(Location annotation dataset excerpts)

/---

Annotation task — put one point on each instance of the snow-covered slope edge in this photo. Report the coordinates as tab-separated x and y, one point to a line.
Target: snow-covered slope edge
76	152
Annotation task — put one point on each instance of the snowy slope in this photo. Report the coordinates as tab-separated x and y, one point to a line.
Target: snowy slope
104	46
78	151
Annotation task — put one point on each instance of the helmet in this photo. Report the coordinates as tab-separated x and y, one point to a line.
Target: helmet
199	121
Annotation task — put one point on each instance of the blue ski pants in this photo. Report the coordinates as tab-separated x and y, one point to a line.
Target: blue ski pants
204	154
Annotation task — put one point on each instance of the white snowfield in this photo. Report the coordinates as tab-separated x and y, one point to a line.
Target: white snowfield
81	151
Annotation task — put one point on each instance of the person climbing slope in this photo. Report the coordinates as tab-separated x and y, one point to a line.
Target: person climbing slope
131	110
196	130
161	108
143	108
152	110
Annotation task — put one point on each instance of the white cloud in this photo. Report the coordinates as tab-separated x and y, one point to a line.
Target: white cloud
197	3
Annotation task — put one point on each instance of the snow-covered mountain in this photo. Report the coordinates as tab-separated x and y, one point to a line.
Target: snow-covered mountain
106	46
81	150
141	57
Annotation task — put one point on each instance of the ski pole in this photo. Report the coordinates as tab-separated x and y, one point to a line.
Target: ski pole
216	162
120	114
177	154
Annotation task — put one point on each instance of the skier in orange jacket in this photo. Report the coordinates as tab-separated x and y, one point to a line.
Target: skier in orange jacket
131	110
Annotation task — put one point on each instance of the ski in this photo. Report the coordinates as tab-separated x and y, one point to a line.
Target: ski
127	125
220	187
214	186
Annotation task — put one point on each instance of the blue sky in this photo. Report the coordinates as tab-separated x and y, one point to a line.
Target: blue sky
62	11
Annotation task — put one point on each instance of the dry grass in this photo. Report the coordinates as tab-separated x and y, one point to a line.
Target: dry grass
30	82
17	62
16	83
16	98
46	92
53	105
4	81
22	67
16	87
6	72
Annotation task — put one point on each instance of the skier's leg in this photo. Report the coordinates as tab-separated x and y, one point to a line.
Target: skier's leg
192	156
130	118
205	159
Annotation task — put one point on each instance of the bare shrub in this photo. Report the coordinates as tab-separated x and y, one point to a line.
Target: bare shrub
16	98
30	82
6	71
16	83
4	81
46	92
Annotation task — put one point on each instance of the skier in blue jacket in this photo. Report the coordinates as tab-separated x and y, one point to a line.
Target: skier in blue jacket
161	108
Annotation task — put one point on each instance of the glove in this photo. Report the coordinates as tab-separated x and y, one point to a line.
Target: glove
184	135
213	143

\---

▶ [INSTRUCTIONS TO FOLLOW] Word for word, restate all of the data shown above.

▶ [ANSWER TO THIS TASK]
Annotation task — put one point on each instance of the snow-covered slope edge in this photo. Report the coordinates as tab-separated x and y, one point to a line.
Target: snow-covered slope edge
76	152
Annotation task — put one point on each instance of the snowy slope in this photo. Report the coordinates as tab-separated x and y, one point to a line.
Target: snowy slope
104	46
78	151
Annotation task — put one point on each instance of the helmet in this photo. Report the coordinates as tab-separated x and y, one point to a line.
Target: helmet
199	121
Annotation task — put one point on each instance of the blue ski pants in this photo. Report the coordinates as tab-separated x and y, one point to a line.
Target: blue ski pants
204	154
Annotation task — put one point on each instance of the white snowfield in this photo. Report the coordinates as tab-separated x and y, one point to a line.
Target: white snowfield
81	151
Annotation task — put one point on each instance of the person climbing slope in this photo. Report the coordinates as tab-separated x and y, one point to a line.
Target: person climbing slope
131	110
196	130
161	108
143	108
152	110
Annotation task — put one point on each instance of the white cloud in this photo. Report the coordinates as tab-separated x and y, one point to a line.
Target: white cloud
197	3
Annotation task — put one point on each instance of the snow-covered mountain in this photo. Report the coordinates as tab-separated x and y, one point to a line.
Target: snow-covered mountain
106	46
81	150
141	57
Annotation task — put one point on each instance of the ski pole in this photo. Report the coordinates as tab-separated x and y, one point to a line.
Target: ski pole
216	162
120	114
177	154
Annotation task — put one point on each instance of the skier in orange jacket in this photo. Report the coordinates as tab-separated x and y, one point to a line.
Target: skier in orange jacket
131	110
Annotation task — put one point on each instance of the ski in this photo. Report the coordinates as tab-separated x and y, one point to a line.
Target: ski
127	125
220	187
214	186
Annotation task — put one point on each instance of the blue sky in this photo. Report the coordinates as tab-separated x and y, one point to a line.
Target: blue sky
62	11
Annotation task — put one point on each instance of the dry grass in this photo. Report the coordinates as tab-separated x and y, one point to a line.
Target: dry grass
30	82
17	62
16	83
16	98
46	92
53	105
4	81
22	67
16	87
6	72
Annotation task — put one point on each instance of the skier's leg in this photo. Report the coordinates as tab-separated x and y, one point to a line.
Target: skier's leg
192	156
130	118
205	159
Annotation task — put one point on each instance of the bare shrub in this photo. Report the coordinates as tab-separated x and y, one point to a line.
Target: bare shrub
16	98
30	82
6	71
16	83
4	81
46	92
Annotation task — put one point on each instance of the skier in blue jacket in this photo. Report the coordinates as tab-separated x and y, one point to a line.
Target: skier in blue jacket
161	108
Annotation task — put one point on each instance of the glove in this photo. Report the coordinates as tab-separated x and y, one point to a line.
Target: glove
184	135
213	143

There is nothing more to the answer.